INFORMATION GIVEN
>>>

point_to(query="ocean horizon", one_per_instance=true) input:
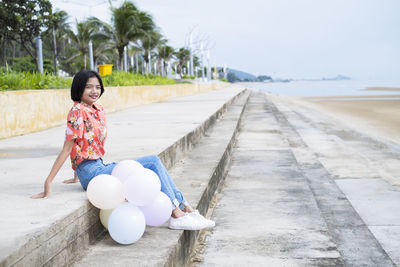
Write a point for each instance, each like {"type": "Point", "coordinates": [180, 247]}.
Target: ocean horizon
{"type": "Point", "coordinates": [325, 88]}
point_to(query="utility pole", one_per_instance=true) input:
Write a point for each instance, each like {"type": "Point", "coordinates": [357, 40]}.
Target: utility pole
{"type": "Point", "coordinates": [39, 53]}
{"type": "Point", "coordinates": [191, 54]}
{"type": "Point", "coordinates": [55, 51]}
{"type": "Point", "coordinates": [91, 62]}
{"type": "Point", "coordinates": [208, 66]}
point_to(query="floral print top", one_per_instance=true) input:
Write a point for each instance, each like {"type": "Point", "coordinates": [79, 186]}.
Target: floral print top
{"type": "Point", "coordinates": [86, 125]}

<<<
>>>

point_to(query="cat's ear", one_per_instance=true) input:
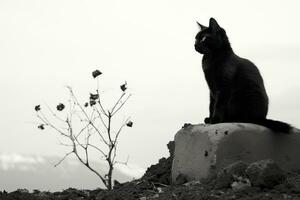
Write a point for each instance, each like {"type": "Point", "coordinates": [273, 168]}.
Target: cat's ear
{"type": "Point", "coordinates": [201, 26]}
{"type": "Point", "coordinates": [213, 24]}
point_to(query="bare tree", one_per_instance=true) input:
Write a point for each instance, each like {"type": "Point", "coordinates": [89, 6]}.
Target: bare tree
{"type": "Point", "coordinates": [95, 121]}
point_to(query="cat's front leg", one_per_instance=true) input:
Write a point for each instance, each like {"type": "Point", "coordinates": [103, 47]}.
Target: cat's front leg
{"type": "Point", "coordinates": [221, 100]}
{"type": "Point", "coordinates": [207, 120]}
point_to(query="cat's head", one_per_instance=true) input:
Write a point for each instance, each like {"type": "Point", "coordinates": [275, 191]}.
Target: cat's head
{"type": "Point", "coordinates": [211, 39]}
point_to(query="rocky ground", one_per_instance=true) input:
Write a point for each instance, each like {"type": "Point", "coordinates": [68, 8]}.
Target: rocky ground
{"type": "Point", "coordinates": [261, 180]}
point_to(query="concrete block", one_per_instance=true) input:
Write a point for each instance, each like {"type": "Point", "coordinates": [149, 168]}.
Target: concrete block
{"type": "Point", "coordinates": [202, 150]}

<<<

TASK DESCRIPTION
Copy each line of the entries that includes the word "input".

OUTPUT OF THE EXERCISE
point_to(query="ocean horizon", one_per_instance=true) input:
point_to(query="utility pole", one_per_instance=true) input:
point_to(query="floral print top", one_per_instance=true) input:
point_to(query="cat's ear", one_per_instance=true) input:
point_to(query="bare tree", one_per_instance=true) input:
point_to(query="cat's front leg", one_per_instance=true) input:
point_to(query="cat's head", one_per_instance=true) input:
point_to(query="rocky ground", one_per_instance=true) input:
point_to(query="concrete block", one_per_instance=true) input:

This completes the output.